* **List of tasks**
A - Copy the portion of the Vedānta Sūtras passage between "With the Commentary" and "declared by scripture.", inclusive.
B - In the Vedānta Sūtras passage, list every word or phrase set in single quotation marks in the paragraph that starts "Here there arises a discussion".

With the Commentary by Śaṅkarācārya
by George Thibaut | 1896 | 149,353 words
The Brahma sūtras (aka. Vedānta Sūtras) are one of the three canonical texts of the Vedānta school of Hindu philosophy. The Brahma sūtra is the exposition of the philosophy of the Upanishads. It is an attempt to systematise the various strands of the Upanishads which form the background of the orthodox systems of thought....
14. But there is guidance (of the prāṇas) by fire, &c., on account of that being declared by scripture.
Here there arises a discussion whether the prāṇas of which we have been treating are able to produce their effects by their own power or only in so far as guided by divinities.--The pūrvapakṣin maintains that the prāṇas being endowed with the capacity of producing their effects act from their own power. If we, moreover, admitted that the prāṇas act only in so far as guided by divinities, it would follow that those guiding divinities are the enjoyers (of the fruits of the actions), and the individual soul would thus cease to be an enjoyer. Hence the prāṇas act from their own power.--To this we reply as follows. 'But there takes place guidance by fire,' &c.--The word 'but' excludes the pūrvapakṣa. The different classes of organs, speech, &c., the Sūtra says, enter on their peculiar activities, guided by the divinities animating fire, and so on. The words, 'on account of that being declared by scripture,' state the reason. For different passages declare this, cp. Ait. Ār, II, 4, 2, 4, 'Agni having become speech entered the mouth.' This statement about Agni (fire) becoming speech and entering the mouth is made on the assumption of Agni acting as a ruler with his divine Self (not as a mere element). For if we abstract from the connexion with the divinity we do not see that there is any special connexion of fire either with speech or the mouth. The subsequent passages, 'Vāyu having become breath entered into the nostrils,' &c, are to be explained in the same way.

Some entries
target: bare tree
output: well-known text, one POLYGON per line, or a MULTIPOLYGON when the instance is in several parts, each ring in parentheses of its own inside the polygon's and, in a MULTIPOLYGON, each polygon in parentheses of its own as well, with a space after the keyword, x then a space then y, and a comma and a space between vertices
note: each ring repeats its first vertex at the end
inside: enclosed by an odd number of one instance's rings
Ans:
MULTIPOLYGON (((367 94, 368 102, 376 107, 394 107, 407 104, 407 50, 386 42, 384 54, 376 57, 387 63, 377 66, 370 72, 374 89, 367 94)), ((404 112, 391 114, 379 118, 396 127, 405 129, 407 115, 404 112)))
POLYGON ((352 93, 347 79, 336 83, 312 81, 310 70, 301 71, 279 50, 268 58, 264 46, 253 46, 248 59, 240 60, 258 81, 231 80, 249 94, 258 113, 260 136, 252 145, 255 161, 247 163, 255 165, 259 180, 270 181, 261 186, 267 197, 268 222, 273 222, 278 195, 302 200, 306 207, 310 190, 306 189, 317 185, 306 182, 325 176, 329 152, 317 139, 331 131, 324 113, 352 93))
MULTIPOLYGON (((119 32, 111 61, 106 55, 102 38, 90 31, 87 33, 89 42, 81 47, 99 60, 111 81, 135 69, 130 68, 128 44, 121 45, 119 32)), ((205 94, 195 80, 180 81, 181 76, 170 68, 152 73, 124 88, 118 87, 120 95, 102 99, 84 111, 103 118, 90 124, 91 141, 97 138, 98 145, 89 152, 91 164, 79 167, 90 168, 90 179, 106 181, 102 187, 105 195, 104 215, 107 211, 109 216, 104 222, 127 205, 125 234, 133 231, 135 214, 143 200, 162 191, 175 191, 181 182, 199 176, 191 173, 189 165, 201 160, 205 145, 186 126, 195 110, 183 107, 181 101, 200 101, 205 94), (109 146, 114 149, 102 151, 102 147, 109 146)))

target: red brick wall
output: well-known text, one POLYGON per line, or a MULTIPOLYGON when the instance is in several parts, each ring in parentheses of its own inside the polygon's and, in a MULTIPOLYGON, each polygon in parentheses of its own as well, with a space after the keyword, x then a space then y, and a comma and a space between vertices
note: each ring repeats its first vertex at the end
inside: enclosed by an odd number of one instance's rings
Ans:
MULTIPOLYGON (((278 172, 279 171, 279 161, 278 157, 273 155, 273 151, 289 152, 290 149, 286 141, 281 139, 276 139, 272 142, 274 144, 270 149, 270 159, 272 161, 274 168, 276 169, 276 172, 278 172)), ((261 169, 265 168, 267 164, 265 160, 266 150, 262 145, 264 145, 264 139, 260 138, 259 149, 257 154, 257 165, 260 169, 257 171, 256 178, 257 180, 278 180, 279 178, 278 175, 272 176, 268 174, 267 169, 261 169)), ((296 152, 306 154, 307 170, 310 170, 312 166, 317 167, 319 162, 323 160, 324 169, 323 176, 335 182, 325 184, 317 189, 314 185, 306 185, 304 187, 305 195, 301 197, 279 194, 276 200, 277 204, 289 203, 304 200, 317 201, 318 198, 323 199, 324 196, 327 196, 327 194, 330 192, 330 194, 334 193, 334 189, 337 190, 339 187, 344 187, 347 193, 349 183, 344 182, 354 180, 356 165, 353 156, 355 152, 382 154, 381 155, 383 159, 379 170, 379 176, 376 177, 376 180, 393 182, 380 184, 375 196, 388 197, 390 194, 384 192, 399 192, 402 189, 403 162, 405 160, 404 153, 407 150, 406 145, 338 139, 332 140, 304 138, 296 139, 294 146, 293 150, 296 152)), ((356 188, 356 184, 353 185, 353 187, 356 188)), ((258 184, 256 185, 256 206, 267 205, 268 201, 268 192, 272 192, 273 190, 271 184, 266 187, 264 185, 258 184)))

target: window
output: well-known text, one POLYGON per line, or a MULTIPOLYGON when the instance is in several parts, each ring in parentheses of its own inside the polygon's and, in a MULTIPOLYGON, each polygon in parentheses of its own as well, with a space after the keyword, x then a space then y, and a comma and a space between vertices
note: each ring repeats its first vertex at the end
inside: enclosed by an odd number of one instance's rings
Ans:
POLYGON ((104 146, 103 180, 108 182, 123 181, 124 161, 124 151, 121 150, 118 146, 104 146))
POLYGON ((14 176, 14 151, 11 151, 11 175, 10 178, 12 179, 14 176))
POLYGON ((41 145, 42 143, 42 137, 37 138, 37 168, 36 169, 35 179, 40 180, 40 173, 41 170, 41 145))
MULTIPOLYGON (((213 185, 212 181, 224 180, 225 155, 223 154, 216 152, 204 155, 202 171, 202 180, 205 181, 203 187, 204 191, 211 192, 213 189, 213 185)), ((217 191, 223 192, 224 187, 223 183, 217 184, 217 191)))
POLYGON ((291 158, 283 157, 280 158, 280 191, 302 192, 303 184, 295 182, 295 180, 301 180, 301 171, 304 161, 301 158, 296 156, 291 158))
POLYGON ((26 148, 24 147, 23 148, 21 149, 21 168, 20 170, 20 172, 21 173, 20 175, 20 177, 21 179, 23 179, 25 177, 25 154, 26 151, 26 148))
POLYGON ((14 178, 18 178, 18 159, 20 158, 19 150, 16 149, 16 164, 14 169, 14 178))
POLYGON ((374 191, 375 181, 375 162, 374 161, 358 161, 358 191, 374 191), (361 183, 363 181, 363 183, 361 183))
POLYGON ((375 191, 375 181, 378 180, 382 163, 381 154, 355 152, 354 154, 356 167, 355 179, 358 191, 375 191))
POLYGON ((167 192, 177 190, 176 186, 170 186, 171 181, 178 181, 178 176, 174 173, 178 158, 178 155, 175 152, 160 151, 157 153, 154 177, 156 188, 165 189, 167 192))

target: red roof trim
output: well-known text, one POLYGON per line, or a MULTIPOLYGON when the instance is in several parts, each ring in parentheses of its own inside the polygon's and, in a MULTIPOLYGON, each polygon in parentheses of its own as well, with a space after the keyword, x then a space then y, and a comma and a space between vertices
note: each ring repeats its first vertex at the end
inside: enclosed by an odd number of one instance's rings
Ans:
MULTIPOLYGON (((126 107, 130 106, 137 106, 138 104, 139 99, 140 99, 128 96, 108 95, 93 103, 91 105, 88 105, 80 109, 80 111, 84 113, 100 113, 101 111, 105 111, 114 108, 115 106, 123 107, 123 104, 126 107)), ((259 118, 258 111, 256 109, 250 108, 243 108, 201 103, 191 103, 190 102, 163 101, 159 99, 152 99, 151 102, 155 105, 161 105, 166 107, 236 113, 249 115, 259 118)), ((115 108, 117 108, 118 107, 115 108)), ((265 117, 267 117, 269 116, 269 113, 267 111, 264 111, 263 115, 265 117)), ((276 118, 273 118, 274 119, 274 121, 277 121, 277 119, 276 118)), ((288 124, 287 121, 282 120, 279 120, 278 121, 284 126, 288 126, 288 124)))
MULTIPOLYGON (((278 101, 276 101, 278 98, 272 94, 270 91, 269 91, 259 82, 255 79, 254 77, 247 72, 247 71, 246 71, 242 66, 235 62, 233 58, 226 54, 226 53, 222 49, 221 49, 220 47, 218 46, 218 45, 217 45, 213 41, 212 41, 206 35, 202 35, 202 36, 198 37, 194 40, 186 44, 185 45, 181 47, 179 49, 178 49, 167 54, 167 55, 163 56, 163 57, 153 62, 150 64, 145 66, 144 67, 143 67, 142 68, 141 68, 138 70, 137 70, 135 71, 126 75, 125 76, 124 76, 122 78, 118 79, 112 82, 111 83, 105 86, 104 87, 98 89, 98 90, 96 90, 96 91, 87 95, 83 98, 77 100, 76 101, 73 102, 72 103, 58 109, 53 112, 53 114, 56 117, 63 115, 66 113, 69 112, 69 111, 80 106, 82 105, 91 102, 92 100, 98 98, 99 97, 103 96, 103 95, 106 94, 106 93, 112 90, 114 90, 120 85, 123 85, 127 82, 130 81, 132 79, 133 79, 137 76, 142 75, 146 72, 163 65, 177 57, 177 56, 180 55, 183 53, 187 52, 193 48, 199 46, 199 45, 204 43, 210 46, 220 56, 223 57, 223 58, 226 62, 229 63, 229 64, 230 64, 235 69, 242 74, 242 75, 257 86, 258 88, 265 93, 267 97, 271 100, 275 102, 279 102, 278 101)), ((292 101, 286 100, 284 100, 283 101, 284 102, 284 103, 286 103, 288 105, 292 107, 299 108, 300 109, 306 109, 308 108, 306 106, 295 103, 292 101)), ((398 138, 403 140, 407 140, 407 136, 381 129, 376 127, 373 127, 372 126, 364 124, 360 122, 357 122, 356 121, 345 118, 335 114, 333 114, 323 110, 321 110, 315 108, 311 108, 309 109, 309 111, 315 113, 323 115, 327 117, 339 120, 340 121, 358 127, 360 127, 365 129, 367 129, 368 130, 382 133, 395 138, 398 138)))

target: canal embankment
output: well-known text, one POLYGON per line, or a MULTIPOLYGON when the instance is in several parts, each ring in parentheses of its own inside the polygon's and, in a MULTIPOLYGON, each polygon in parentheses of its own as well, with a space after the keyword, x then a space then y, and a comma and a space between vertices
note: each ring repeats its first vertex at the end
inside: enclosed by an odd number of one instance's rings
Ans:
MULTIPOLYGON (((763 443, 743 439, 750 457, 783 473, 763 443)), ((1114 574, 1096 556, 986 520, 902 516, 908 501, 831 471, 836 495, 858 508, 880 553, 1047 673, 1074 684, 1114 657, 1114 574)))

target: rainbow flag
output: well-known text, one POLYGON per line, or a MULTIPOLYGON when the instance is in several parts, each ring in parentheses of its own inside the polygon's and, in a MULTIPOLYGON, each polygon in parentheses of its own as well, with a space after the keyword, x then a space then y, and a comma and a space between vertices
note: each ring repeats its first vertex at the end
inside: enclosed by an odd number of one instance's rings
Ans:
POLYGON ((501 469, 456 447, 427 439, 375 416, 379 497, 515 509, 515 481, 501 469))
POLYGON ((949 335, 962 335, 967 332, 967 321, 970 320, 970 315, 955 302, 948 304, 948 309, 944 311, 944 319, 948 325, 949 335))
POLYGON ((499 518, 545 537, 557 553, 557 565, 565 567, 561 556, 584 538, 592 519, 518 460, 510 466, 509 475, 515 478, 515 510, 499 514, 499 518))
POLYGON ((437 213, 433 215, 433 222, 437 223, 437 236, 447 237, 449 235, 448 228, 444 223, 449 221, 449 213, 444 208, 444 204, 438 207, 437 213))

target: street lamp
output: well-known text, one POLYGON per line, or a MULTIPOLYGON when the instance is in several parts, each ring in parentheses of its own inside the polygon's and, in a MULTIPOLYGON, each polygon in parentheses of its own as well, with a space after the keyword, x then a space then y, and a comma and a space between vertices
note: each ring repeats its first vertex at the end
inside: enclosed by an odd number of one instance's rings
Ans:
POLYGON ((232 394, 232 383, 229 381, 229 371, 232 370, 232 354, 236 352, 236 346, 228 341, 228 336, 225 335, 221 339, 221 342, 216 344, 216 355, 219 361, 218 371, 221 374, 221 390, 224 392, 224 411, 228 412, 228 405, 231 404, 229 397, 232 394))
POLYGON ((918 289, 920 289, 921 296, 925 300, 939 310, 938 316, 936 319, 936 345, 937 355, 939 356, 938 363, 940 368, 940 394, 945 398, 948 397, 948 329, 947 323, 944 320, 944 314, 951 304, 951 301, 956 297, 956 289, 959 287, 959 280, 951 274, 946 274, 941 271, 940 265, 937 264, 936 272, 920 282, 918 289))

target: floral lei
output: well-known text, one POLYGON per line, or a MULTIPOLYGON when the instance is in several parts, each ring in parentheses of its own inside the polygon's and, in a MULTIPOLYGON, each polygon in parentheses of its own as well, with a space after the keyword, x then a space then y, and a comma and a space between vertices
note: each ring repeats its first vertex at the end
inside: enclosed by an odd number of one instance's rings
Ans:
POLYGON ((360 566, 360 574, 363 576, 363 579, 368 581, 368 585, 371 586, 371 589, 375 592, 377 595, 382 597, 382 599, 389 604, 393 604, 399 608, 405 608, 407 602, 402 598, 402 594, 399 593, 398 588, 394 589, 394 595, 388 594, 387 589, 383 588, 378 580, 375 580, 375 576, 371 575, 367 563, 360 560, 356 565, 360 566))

* **Results by task**
A -
With the Commentary by Śaṅkarācārya
by George Thibaut | 1896 | 149,353 words
The Brahma sūtras (aka. Vedānta Sūtras) are one of the three canonical texts of the Vedānta school of Hindu philosophy. The Brahma sūtra is the exposition of the philosophy of the Upanishads. It is an attempt to systematise the various strands of the Upanishads which form the background of the orthodox systems of thought....
14. But there is guidance (of the prāṇas) by fire, &c., on account of that being declared by scripture.

B -
- But there takes place guidance by fire,
- but
- on account of that being declared by scripture,
- Agni having become speech entered the mouth.
- Vāyu having become breath entered into the nostrils,